Given task
Can you render the data below as a JSON list of strings, with one string per line and blank lines left out?

------------------------------------

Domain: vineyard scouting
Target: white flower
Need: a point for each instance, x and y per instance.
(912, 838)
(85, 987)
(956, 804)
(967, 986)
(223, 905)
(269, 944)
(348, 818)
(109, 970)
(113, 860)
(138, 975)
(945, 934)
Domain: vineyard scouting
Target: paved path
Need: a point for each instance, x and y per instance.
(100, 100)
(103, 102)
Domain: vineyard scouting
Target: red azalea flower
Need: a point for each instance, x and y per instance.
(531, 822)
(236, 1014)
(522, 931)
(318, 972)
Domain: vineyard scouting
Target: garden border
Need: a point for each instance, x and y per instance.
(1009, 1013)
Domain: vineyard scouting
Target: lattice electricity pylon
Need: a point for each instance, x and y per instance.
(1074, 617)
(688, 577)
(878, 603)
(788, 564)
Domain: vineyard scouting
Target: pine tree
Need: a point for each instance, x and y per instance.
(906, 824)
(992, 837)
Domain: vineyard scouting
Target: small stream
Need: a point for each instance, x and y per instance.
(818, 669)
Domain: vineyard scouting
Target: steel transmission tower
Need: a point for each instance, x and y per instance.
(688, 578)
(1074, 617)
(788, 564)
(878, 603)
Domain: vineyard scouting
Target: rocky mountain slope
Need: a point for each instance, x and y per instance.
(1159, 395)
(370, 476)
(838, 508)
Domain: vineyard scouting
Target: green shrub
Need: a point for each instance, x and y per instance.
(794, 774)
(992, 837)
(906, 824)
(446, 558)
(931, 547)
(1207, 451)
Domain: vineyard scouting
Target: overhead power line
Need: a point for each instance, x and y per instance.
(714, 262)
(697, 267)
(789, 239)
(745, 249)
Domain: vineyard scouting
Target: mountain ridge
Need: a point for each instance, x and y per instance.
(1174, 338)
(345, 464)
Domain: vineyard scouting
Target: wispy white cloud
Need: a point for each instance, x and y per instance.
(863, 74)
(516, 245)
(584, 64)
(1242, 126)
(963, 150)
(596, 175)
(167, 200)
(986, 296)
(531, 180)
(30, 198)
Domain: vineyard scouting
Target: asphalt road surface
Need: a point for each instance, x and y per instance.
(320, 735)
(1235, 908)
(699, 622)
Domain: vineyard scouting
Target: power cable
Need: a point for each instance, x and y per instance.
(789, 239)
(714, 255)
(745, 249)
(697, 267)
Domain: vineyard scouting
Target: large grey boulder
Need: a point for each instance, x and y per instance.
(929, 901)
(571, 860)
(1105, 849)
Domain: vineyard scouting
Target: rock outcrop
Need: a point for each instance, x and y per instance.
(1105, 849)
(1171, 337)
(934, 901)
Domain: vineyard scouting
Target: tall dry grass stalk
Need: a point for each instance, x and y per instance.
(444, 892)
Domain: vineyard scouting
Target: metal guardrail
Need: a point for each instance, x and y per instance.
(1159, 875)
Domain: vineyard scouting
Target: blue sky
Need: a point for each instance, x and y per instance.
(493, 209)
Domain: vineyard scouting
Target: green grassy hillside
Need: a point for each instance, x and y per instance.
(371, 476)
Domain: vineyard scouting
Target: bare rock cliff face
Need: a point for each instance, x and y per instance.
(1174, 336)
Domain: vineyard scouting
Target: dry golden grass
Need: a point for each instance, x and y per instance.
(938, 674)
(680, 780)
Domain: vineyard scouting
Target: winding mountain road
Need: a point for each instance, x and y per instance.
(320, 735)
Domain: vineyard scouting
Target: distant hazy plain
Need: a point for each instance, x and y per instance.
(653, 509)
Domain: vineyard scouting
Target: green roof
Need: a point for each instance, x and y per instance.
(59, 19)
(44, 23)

------------------------------------

Output below
[
  "Domain: vineyard scouting",
  "Target: white flower",
  "Need: a point for each instance, x and y per instance.",
  "(912, 838)",
  "(85, 987)",
  "(956, 804)",
  "(967, 986)",
  "(223, 905)",
  "(269, 944)",
  "(348, 818)",
  "(109, 970)",
  "(113, 860)",
  "(138, 975)",
  "(945, 934)",
  "Domain: vineyard scouting",
  "Target: paved path",
  "Need: a point for each instance, x and y per instance.",
  "(100, 100)",
  "(103, 102)",
  "Domain: vineyard scouting",
  "Target: red azalea flower",
  "Need: a point for each instance, x and y per instance.",
  "(531, 822)",
  "(236, 1014)",
  "(522, 931)",
  "(318, 972)",
  "Domain: vineyard scouting",
  "Target: garden border",
  "Need: a point for each instance, x and y per instance.",
  "(1009, 1013)",
  "Domain: vineyard scouting",
  "Target: lattice electricity pylon",
  "Need: a point for each instance, x and y per instance.",
  "(1074, 617)",
  "(688, 577)",
  "(878, 603)",
  "(788, 564)",
  "Domain: vineyard scouting",
  "Target: pine tree",
  "Need: a point for each instance, x and y per instance.",
  "(906, 824)",
  "(992, 837)",
  "Domain: vineyard scouting",
  "Target: small stream",
  "Need: a point for each instance, x and y per instance.",
  "(818, 669)",
  "Domain: vineyard scouting",
  "Target: steel transmission tower",
  "Need: a point for each instance, x and y per instance.",
  "(688, 578)",
  "(1074, 617)",
  "(788, 564)",
  "(878, 603)",
  "Domain: vineyard scouting",
  "Target: rocky mountain slope",
  "Need: a point for each instance, x and y per instance.",
  "(1159, 395)",
  "(370, 476)",
  "(838, 508)",
  "Domain: vineyard scouting",
  "Target: green shrub",
  "Need: a point for each instance, x and y per instance.",
  "(794, 774)",
  "(992, 837)",
  "(906, 824)",
  "(446, 558)",
  "(931, 547)",
  "(1207, 451)",
  "Domain: vineyard scouting",
  "Target: overhead power line",
  "Need: a point for each instance, x and y per instance.",
  "(714, 262)",
  "(697, 267)",
  "(789, 239)",
  "(745, 249)",
  "Domain: vineyard scouting",
  "Target: mountain ridge",
  "Need: a point for each instance, x and y per instance.",
  "(1174, 338)",
  "(345, 464)",
  "Domain: vineyard scouting",
  "Target: wispy white cloud",
  "Need: a point for each instance, x and y per instance.",
  "(863, 74)",
  "(516, 245)",
  "(584, 64)",
  "(1242, 126)",
  "(963, 150)",
  "(596, 175)",
  "(167, 200)",
  "(986, 296)",
  "(531, 180)",
  "(30, 198)",
  "Domain: vineyard scouting",
  "Target: asphalt road surface",
  "Need: a point for each instance, x and y per instance.",
  "(320, 735)",
  "(1235, 908)",
  "(699, 622)",
  "Domain: vineyard scouting",
  "Target: power cable",
  "Need: a point for each instance, x and y per instance.",
  "(789, 239)",
  "(714, 255)",
  "(745, 249)",
  "(697, 267)",
  "Domain: vineyard scouting",
  "Target: large grey boulder",
  "Need: a point for each instance, x and y per instance.",
  "(929, 901)",
  "(571, 860)",
  "(1105, 849)",
  "Domain: vineyard scouting",
  "Target: rock outcrop",
  "Need: a point for each instance, x and y per instance.",
  "(1105, 849)",
  "(1171, 337)",
  "(934, 901)",
  "Domain: vineyard scouting",
  "Target: tall dry grass stalk",
  "Need: a point for each instance, x and y per instance.",
  "(444, 892)",
  "Domain: vineyard scouting",
  "Target: metal guardrail",
  "Need: a point for each instance, x and y per instance.",
  "(1159, 875)",
  "Domain: vineyard scouting",
  "Target: blue sky",
  "Need: a point for each instance, x and y per instance.",
  "(493, 209)",
  "Domain: vineyard scouting",
  "Target: green grassy hillside",
  "Need: a point for each instance, x and y per instance.",
  "(371, 476)",
  "Domain: vineyard scouting",
  "Target: bare rock cliff face",
  "Need: a point for each instance, x and y per instance.",
  "(1174, 336)",
  "Domain: vineyard scouting",
  "Target: dry golden grass",
  "Need: a point for each instance, x and y per instance.",
  "(938, 674)",
  "(680, 780)",
  "Domain: vineyard scouting",
  "Target: winding mountain road",
  "Need: a point for each instance, x and y per instance.",
  "(320, 735)",
  "Domain: vineyard scouting",
  "Target: distant hazy plain",
  "Need: a point for each instance, x and y per instance.",
  "(653, 509)",
  "Domain: vineyard scouting",
  "Target: green roof",
  "Need: a point for each instance, x and y per instance.",
  "(59, 19)",
  "(44, 23)"
]